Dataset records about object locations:
━━━━━━

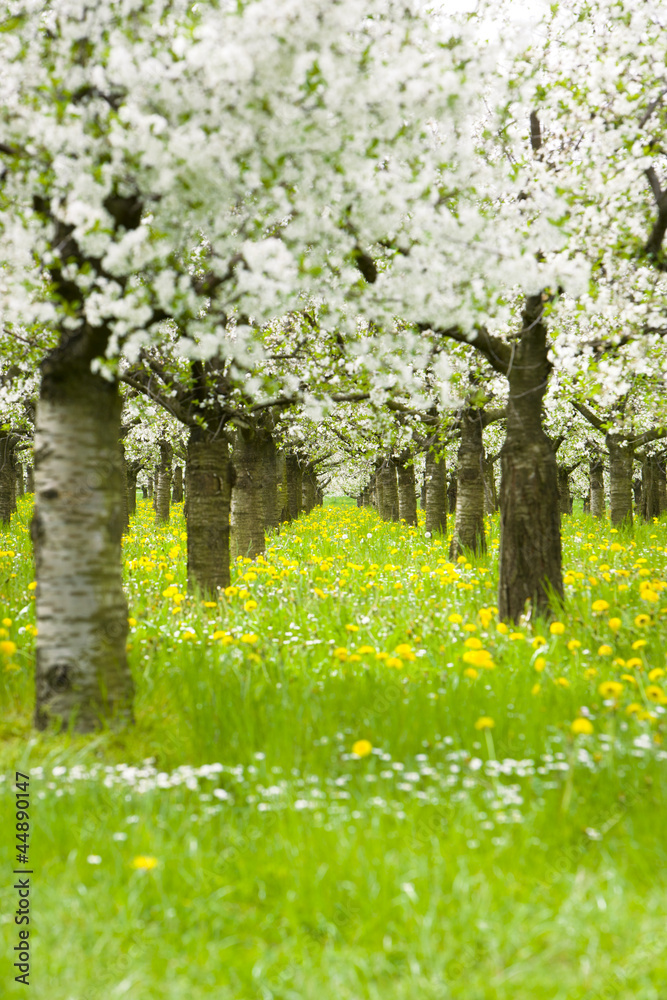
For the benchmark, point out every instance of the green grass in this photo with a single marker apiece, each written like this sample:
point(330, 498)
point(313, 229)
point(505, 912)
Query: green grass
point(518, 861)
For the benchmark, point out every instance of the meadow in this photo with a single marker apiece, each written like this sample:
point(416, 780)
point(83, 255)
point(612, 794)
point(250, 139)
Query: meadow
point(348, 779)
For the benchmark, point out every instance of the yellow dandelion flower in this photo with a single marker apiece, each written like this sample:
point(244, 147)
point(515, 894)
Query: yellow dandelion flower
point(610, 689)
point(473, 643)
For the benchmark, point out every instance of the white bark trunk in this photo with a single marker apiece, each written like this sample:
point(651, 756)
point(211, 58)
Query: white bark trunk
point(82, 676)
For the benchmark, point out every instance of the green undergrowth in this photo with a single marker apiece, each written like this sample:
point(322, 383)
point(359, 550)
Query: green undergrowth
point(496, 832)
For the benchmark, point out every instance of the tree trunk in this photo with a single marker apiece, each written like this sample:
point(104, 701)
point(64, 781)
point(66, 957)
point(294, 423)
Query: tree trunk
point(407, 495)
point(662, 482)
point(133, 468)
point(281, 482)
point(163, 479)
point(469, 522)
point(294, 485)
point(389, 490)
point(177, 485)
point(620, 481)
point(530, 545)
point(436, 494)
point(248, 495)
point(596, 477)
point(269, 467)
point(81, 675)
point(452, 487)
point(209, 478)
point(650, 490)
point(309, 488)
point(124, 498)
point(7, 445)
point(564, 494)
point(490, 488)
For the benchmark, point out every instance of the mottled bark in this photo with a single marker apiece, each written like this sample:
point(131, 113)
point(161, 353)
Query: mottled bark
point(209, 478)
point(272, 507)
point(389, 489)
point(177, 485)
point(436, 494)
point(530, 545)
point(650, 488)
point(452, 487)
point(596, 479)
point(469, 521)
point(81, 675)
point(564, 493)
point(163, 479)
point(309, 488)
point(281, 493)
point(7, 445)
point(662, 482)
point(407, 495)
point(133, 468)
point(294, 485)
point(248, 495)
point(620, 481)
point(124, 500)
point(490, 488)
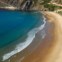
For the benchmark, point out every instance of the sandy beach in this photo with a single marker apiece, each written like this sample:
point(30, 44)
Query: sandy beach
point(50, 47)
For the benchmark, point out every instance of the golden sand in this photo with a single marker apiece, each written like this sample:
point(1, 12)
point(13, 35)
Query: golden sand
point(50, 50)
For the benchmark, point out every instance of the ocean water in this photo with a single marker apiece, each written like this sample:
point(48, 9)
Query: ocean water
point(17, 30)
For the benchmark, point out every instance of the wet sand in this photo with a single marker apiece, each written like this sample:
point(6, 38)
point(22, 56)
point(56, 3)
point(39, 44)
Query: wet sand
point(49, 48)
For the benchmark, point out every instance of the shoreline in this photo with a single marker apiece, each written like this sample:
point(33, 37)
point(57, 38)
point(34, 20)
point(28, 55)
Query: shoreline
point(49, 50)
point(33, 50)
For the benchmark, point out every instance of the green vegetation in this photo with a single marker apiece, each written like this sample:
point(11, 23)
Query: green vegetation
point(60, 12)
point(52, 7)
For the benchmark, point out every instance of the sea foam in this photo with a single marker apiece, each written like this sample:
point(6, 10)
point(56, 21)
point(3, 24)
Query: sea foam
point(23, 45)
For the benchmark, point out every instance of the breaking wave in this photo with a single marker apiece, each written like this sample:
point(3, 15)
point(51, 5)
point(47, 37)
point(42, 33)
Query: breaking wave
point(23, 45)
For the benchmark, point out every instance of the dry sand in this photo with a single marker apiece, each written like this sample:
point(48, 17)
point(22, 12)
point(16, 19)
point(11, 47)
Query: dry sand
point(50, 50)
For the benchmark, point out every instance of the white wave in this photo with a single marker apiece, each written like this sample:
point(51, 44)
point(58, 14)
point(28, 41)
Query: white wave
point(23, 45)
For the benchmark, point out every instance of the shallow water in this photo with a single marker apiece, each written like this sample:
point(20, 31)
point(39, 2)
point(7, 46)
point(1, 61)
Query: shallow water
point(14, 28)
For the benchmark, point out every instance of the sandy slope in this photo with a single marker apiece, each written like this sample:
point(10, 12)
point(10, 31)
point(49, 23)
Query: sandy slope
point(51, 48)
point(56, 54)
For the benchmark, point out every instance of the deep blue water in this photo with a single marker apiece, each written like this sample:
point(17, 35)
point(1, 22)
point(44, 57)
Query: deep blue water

━━━━━━

◆ Instructions for the task
Every record must be copied exactly, with the pictures left out.

◆ Result of this task
For the benchmark, point out every instance of the green grass in this photo with a single marker apiece, each written like this sample:
point(330, 498)
point(313, 229)
point(505, 912)
Query: green grass
point(518, 861)
For the benchmark, point out every instance of the meadow in this photo with a single marker apiece, each written like this sample:
point(416, 780)
point(83, 255)
point(612, 794)
point(250, 139)
Query: meadow
point(348, 779)
For the benchmark, point out every instance of the yellow dandelion flower in this photo with a single marker apiece, each written like this sample:
point(244, 147)
point(515, 894)
Query: yellow dandelion flower
point(610, 689)
point(473, 643)
For the benchmark, point out every instance of the white bark trunk in this photo with a single marker apiece, each written like this sample:
point(651, 756)
point(211, 58)
Query: white bark trunk
point(82, 676)
For the benchmark, point out every instance of the green undergrowth in this photo with a single marker apiece, each written like this sample:
point(322, 383)
point(359, 550)
Query: green undergrowth
point(496, 832)
For the benchmark, point out every instance of the tree trunk in this photo with a single marker apiece, each written like this sample:
point(104, 701)
point(64, 781)
point(66, 957)
point(294, 423)
Query: tree trunk
point(407, 495)
point(662, 482)
point(133, 468)
point(281, 482)
point(163, 479)
point(469, 522)
point(294, 485)
point(389, 490)
point(177, 485)
point(620, 481)
point(530, 545)
point(436, 494)
point(248, 495)
point(596, 477)
point(269, 467)
point(81, 675)
point(452, 487)
point(209, 478)
point(650, 490)
point(309, 488)
point(124, 498)
point(7, 445)
point(564, 494)
point(490, 488)
For the benchmark, point out every instance of the mottled bark in this photo with a single marker apiece, each written like this sample:
point(131, 113)
point(161, 353)
Query: mottled bark
point(209, 478)
point(272, 507)
point(389, 489)
point(177, 485)
point(436, 494)
point(530, 545)
point(650, 488)
point(452, 487)
point(596, 479)
point(469, 521)
point(81, 675)
point(564, 493)
point(163, 479)
point(309, 488)
point(281, 493)
point(7, 445)
point(662, 482)
point(407, 495)
point(133, 468)
point(294, 485)
point(248, 495)
point(620, 481)
point(124, 500)
point(490, 488)
For the benchmark, point out every instance of the sandy beach in this photo with a single marker apiece, each written like this sample:
point(30, 44)
Query: sandy beach
point(50, 47)
For the benchmark, point out every instance of the golden sand in this photo with a single marker apiece, each written like this sample:
point(1, 12)
point(13, 35)
Query: golden sand
point(50, 50)
For the benchmark, point out every instance of the ocean water in this photo with a single marker apiece, each written like this sample:
point(48, 9)
Query: ocean water
point(17, 30)
For the benchmark, point out every instance of the wet sand in this photo with a single marker apiece, each written like this sample:
point(6, 38)
point(22, 56)
point(56, 3)
point(39, 44)
Query: wet sand
point(49, 48)
For the benchmark, point out every instance of the shoreline in this photo with a single marker apiece, each written like this sample:
point(33, 37)
point(57, 38)
point(34, 20)
point(28, 55)
Query: shoreline
point(49, 50)
point(33, 50)
For the benchmark, point out every instance of the green vegetation in this photo with a single marker apiece, each written like this sample:
point(11, 23)
Query: green vegetation
point(60, 12)
point(52, 7)
For the benchmark, point out every instance of the sea foam in this photo with a single marker apiece, each written like this sample:
point(6, 10)
point(56, 21)
point(3, 24)
Query: sea foam
point(23, 45)
For the benchmark, point out every instance of the breaking wave in this photo with a single marker apiece, each written like this sample:
point(3, 15)
point(51, 5)
point(47, 37)
point(42, 33)
Query: breaking wave
point(23, 45)
For the benchmark, point out every instance of the dry sand in this photo with a single marker apiece, each written like this sample:
point(48, 17)
point(22, 12)
point(16, 19)
point(11, 47)
Query: dry sand
point(50, 50)
For the benchmark, point out every instance of the white wave in this photo with a single marker apiece, each written like this sample:
point(51, 44)
point(58, 14)
point(28, 41)
Query: white wave
point(23, 45)
For the benchmark, point out every instance of the shallow water in this photo with a single marker apiece, each written like this sample:
point(20, 31)
point(39, 2)
point(7, 46)
point(1, 61)
Query: shallow water
point(14, 28)
For the benchmark, point out every instance of the sandy slope in this photo with a single marker apiece, each written like this sample:
point(10, 12)
point(10, 31)
point(49, 23)
Query: sandy slope
point(51, 48)
point(56, 54)
For the benchmark, point out every instance of the deep blue water in this photo with a single marker apiece, each written like this sample:
point(17, 35)
point(1, 22)
point(44, 57)
Query: deep blue water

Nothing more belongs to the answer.